_PROBLEM DETAILS_.
Return only the lines running from the top of the entries to the line with "box: [0, 62, 144, 315]", inclusive, exactly as written.

(RECORDS SUPPLIED Opens)

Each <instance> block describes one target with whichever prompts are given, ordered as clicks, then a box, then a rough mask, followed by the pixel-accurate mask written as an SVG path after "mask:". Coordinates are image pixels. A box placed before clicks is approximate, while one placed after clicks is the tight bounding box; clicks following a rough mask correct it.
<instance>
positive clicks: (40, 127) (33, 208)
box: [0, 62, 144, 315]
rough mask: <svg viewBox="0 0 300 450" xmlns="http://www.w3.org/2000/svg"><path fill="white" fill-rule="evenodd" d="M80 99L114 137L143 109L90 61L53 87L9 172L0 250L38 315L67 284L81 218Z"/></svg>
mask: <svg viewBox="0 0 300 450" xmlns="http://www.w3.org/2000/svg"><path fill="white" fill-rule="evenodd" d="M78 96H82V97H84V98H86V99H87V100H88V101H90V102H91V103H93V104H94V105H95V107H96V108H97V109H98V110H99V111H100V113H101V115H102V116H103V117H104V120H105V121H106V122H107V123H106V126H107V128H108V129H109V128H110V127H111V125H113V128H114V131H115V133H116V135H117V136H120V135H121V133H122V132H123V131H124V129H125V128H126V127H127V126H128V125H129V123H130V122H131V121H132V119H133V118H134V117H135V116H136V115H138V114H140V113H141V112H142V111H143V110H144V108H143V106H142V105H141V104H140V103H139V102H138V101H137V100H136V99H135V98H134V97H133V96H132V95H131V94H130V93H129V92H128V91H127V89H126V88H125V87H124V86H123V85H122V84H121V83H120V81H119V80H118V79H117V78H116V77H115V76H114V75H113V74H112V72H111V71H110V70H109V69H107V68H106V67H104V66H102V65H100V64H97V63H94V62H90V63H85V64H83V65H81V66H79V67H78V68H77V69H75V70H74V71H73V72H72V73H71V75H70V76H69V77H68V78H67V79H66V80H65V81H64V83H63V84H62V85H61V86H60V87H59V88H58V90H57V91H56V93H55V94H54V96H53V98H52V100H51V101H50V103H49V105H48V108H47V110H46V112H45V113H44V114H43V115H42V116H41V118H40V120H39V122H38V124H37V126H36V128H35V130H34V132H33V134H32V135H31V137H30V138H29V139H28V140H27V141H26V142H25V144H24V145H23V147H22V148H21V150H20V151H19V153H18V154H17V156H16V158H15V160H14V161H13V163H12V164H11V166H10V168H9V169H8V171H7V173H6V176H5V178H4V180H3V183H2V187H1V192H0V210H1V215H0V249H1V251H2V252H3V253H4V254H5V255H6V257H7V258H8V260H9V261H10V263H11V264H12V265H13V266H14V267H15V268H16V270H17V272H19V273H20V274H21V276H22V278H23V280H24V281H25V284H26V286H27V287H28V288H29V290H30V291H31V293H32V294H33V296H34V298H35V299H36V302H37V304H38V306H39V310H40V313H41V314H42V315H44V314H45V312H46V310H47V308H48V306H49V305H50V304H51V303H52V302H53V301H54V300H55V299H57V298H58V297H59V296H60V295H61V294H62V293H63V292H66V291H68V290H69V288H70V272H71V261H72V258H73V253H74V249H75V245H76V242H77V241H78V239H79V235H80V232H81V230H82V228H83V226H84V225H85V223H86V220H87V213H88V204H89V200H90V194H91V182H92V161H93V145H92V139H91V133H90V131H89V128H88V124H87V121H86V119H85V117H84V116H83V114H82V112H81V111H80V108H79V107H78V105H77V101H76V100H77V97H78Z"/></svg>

(RECORDS SUPPLIED Closes)

_SOLUTION_.
Each <instance> block describes one target with whichever prompts are given, ordered as clicks, then a box, then a rough mask, followed by the pixel-accurate mask written as an SVG path after "mask:". Coordinates are image pixels. A box placed before clicks is approximate, while one placed after clicks is the tight bounding box; clicks following a rough mask correct it.
<instance>
positive clicks: (40, 127) (33, 208)
box: [0, 62, 144, 315]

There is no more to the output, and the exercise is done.